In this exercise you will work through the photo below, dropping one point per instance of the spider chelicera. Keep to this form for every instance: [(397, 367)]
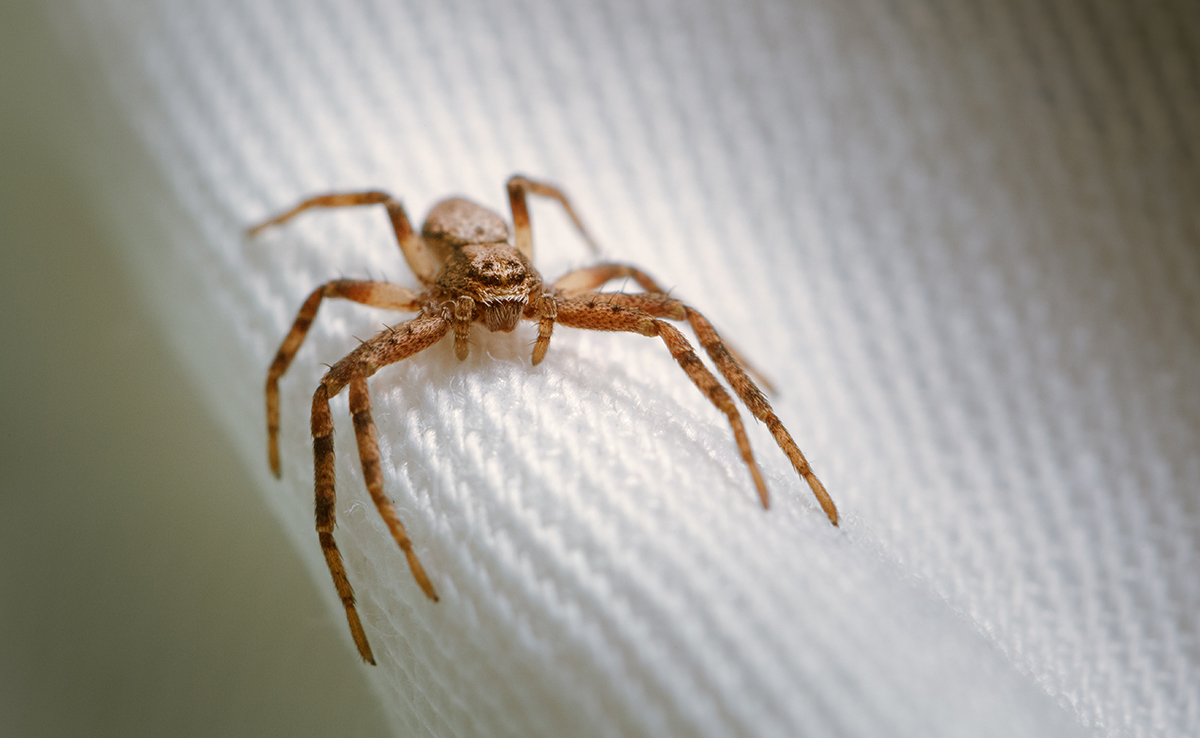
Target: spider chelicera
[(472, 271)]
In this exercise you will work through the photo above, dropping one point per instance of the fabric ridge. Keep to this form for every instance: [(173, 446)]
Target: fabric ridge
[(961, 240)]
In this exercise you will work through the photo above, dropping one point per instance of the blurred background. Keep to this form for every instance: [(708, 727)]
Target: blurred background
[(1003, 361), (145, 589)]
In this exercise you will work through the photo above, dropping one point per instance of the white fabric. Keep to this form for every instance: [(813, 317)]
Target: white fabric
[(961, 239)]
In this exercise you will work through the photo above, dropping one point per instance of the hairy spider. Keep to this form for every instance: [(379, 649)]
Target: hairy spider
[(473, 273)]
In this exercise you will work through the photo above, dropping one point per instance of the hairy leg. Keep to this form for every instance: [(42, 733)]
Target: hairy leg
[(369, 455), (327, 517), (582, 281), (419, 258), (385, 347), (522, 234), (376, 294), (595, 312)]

|---|

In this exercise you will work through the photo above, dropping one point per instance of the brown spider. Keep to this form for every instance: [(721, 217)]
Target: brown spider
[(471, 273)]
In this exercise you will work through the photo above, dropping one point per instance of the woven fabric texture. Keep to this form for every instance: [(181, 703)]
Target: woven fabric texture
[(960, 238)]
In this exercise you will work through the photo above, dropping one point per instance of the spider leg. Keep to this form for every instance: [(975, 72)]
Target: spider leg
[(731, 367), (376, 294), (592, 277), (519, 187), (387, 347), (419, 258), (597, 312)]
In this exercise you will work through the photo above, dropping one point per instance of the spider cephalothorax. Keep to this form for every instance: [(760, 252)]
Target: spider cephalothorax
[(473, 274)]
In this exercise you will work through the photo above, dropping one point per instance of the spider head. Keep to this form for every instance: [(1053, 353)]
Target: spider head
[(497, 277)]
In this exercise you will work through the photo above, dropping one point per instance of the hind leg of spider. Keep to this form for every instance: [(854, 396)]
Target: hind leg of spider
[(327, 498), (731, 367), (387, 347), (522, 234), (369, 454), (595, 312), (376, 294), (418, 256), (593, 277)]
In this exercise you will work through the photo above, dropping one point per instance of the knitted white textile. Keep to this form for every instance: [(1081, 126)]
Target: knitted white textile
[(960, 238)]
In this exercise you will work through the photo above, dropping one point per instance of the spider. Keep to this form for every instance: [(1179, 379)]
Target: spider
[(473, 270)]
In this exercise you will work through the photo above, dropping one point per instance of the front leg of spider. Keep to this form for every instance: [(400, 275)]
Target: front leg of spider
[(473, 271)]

|---|

- _Task requirements_
Retype, in the same exact form, the lines of the material above from the line holding "instance: [(379, 649)]" through the line holding "instance: [(42, 733)]".

- _Expected answer_
In this exercise you will work through the photo above, dropping one point per instance of the hairy spider. Keep to this form for every instance: [(379, 649)]
Target: hairy spider
[(473, 273)]
In this exercise you will work through the photo above, dropping one point per instance of the hairy leg. Keep to this form for every instance: [(42, 733)]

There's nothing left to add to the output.